Reproduce the following records line for line, leaving out the pictures.

Stored dataset items:
________________
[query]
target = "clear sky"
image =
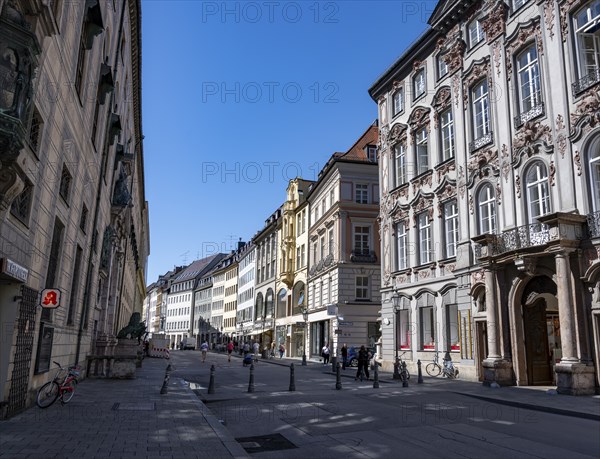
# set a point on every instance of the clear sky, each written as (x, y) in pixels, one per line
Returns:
(239, 97)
________________
## [WRITTEN REPLY]
[query]
target = "clear sky"
image =
# set a point on every instance of the clear sky, each written as (x, y) in pixels, one per line
Returns:
(239, 97)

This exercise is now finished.